WHAT IS NEEDED: Copy out only the lines from the one containing "Every instance of the bride in" through the end of the records, including the requests. Add 39 to every coordinate value in the points.

[Dataset rows]
____________
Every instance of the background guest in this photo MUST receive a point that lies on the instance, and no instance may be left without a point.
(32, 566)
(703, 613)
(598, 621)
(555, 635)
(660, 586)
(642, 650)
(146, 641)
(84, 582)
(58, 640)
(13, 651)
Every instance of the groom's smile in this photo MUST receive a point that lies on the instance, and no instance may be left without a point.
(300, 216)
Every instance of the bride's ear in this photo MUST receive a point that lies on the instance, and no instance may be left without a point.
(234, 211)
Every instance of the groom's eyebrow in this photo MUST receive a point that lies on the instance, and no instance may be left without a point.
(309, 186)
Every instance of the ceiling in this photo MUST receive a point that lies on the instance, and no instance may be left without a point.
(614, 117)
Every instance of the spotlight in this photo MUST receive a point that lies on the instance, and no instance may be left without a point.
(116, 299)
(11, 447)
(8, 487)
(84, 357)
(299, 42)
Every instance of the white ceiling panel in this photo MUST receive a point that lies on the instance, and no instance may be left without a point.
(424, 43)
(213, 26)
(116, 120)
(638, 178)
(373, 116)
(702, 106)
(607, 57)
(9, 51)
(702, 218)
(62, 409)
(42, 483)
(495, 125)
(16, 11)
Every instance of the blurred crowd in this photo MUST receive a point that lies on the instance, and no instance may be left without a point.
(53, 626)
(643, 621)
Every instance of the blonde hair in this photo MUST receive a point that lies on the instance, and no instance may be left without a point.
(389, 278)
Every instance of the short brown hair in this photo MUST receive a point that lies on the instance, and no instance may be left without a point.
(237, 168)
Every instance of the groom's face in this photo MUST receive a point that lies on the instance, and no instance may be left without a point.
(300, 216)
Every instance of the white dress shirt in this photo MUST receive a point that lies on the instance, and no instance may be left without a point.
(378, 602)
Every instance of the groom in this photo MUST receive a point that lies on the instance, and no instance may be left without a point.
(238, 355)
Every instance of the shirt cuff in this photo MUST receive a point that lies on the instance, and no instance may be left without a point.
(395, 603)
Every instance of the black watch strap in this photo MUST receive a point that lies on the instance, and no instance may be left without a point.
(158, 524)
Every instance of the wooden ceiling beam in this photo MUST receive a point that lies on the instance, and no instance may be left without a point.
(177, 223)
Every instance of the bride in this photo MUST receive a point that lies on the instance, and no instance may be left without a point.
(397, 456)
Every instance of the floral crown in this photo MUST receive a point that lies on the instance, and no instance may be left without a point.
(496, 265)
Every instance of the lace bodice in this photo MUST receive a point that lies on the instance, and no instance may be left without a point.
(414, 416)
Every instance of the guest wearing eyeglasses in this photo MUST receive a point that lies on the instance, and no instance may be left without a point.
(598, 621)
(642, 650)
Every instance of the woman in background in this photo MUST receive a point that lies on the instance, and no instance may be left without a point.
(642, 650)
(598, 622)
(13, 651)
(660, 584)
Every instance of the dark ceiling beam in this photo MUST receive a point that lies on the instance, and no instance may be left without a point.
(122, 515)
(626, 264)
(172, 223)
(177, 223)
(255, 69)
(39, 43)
____________
RESULT FOR THIS EXERCISE:
Every instance of the bride in this photo MUST receive a point that lies on the instance, and no instance may be left without a point.
(436, 495)
Every instance of the floral crown in this photo MUST receive a point that lies on the instance, and no instance may be left without a point.
(535, 304)
Every instance of the lace bodice in this photo MUST receive a point that lies on the instance, and no instance may be left without a point.
(453, 455)
Every instance of the guest wearing eyeglasses in this photo MUST receive a point that lies on the instance, and no instance may be left without a point.
(637, 660)
(681, 689)
Every instance of the woman in background in this photo MUST receive a point that lies on the instance, and no instance may be left without a point.
(681, 689)
(637, 661)
(52, 690)
(699, 623)
Every instance of the dark ceiling beam in this photo MUST receive a point that lies on the instance, and no instance may be left without a point.
(161, 554)
(665, 303)
(211, 262)
(216, 262)
(294, 108)
(78, 82)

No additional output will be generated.